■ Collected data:
--- Start ---

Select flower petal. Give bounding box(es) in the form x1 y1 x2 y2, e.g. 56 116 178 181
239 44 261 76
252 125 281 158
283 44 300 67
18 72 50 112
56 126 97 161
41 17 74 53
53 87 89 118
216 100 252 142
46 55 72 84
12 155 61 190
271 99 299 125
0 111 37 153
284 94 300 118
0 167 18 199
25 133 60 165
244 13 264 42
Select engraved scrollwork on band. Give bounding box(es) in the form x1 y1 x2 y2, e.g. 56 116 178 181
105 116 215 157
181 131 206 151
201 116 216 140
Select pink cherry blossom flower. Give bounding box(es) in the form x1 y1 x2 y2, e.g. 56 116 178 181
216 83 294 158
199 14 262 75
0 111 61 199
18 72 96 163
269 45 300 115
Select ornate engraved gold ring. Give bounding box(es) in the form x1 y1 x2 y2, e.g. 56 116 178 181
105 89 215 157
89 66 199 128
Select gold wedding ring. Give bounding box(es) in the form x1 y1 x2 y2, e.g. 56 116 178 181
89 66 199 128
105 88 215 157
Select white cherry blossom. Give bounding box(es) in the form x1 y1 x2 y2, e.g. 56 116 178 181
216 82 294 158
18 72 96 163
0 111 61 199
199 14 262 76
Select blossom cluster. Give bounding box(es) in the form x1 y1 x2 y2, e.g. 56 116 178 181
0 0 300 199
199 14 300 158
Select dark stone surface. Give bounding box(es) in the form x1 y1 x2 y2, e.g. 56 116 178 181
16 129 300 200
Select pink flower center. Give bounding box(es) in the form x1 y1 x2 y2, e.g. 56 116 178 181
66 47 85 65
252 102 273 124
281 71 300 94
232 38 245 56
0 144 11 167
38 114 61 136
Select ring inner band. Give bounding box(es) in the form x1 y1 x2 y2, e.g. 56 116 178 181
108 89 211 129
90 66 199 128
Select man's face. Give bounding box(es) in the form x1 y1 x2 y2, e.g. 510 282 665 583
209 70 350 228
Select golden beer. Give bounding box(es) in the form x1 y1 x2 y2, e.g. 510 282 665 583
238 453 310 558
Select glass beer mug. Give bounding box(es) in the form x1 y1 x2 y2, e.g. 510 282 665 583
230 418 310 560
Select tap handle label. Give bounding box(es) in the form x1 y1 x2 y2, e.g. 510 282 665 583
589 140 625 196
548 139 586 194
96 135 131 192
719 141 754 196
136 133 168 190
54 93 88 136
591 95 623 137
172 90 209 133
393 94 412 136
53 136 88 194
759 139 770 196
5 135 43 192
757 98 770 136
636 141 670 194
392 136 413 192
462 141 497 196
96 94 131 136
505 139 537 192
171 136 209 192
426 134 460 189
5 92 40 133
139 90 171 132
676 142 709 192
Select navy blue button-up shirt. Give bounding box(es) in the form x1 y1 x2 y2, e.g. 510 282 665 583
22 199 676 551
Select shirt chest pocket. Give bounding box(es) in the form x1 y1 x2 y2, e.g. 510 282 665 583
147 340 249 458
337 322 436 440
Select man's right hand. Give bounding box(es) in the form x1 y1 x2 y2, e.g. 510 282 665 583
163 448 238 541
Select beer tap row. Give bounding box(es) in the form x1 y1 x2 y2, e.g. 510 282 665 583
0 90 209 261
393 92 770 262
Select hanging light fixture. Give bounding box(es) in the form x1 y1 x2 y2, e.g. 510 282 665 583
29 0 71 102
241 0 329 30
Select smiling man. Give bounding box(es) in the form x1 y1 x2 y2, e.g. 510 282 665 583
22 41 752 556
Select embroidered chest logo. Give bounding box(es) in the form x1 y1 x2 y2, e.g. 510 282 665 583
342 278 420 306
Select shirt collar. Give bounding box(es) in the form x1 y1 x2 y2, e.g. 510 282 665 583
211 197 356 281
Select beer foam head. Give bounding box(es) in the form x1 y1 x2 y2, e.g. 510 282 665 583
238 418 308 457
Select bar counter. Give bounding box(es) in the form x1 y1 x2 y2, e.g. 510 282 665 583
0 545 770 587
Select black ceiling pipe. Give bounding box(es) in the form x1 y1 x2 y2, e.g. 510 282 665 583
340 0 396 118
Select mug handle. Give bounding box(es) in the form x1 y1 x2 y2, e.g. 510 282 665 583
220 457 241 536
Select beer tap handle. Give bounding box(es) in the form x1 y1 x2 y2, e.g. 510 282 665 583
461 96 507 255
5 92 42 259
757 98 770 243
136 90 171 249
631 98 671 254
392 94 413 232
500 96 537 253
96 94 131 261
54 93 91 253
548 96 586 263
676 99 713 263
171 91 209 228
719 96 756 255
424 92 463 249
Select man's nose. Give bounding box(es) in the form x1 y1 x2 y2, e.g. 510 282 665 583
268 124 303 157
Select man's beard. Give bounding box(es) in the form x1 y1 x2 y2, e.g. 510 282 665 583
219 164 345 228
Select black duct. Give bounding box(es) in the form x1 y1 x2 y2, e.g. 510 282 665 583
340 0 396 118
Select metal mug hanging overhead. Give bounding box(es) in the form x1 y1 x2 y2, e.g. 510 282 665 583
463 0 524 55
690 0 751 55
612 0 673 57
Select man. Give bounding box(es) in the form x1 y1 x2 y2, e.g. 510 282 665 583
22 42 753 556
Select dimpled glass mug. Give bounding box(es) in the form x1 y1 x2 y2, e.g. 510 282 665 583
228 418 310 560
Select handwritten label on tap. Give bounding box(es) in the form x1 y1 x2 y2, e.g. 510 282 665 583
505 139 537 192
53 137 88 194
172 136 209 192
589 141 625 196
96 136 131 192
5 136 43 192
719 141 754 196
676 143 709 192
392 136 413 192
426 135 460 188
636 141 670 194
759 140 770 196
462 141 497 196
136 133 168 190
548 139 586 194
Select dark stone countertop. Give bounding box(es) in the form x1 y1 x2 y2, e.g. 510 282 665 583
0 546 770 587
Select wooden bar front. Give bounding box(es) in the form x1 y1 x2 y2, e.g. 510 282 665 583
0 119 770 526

--- End ---
--- Start ---

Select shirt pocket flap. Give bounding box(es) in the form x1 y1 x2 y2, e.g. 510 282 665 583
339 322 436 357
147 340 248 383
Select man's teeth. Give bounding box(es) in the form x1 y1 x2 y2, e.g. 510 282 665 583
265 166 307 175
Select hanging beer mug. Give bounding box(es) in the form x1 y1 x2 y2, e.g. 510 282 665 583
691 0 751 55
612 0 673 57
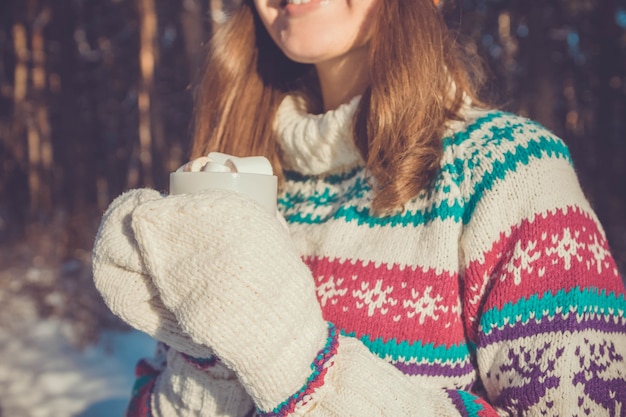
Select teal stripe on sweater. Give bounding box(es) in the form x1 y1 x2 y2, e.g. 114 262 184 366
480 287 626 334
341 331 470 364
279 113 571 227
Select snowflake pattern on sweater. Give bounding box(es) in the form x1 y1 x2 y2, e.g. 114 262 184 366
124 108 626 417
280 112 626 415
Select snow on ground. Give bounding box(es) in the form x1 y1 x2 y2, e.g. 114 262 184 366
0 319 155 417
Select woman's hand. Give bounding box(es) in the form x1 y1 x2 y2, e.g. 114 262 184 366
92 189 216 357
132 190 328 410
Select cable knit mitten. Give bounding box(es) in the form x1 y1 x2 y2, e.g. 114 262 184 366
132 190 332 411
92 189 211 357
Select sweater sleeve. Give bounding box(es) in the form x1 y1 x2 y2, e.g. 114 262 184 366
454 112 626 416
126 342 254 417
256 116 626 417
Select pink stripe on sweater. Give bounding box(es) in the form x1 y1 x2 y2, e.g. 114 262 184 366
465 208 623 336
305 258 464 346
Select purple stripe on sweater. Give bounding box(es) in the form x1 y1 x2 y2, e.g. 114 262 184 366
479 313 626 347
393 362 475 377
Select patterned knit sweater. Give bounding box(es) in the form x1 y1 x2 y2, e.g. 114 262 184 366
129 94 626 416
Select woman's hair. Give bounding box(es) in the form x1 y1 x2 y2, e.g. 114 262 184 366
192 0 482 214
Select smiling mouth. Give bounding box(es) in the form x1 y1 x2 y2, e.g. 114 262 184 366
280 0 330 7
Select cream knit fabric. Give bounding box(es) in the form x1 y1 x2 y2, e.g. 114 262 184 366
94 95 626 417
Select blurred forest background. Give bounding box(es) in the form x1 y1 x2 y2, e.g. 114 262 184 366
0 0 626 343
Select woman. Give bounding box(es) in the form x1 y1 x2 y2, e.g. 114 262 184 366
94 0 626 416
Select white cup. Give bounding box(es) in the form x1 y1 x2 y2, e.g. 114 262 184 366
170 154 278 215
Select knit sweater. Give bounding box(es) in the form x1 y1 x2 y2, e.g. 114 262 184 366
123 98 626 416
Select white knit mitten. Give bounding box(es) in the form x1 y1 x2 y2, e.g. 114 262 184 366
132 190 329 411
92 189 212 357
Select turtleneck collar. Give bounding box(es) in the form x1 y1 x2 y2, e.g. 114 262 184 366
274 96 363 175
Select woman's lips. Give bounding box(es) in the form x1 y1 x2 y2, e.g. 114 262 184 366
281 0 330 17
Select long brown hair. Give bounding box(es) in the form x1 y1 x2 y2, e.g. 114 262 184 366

--- End ---

■ EXERCISE BRIEF: Convert everything from the line containing "Select pink flower" down to the line containing "22 199 676 551", both included, into a two-column CSV with the headers instruction and response. Give each instruction one row, with its text in the first field and its answer in the second, each field quoted and any line breaks turned into spaces.

■ SOLUTION FOR THIS PROBLEM:
instruction,response
"Select pink flower center. Give bounding box(es) in the form x1 y1 x2 y2, e.g. 56 116 178 181","66 47 85 65 252 102 273 124 281 71 300 94 232 38 245 56 0 144 11 167 38 114 61 136"
"Select ring inner band. Give bounding box(es) in the form x1 y1 x2 y2, e.g. 56 116 178 181","108 89 211 129 90 66 199 128"
"Select man's face. Give bounding box(es) in the form x1 y1 x2 y2, e.g. 510 282 665 583","209 70 350 228"
"Select golden beer. Give bounding box(es) in the form x1 y1 x2 y2, e.g. 510 282 665 583","238 453 310 558"
"Select glass beer mug. Give bounding box(es) in the form x1 y1 x2 y2, e.g. 510 282 665 583","230 418 310 560"
"Select tap handle label. Give bounding box(es) in the form x1 y1 x2 y2, e.g. 510 282 665 583","589 140 625 196 548 139 586 194 96 135 131 192 719 141 754 196 136 133 168 190 54 93 88 136 591 95 623 137 172 90 209 133 393 94 412 136 53 136 88 194 759 139 770 196 5 135 43 192 757 98 770 136 636 141 670 194 392 136 413 192 462 141 497 196 96 94 131 136 505 139 537 192 171 136 209 192 426 134 460 189 5 92 40 133 139 90 171 132 676 142 709 192"
"Select navy blue button-up shirt. Give bounding box(es) in the form x1 y1 x2 y2, e.g. 510 282 665 583","22 199 676 551"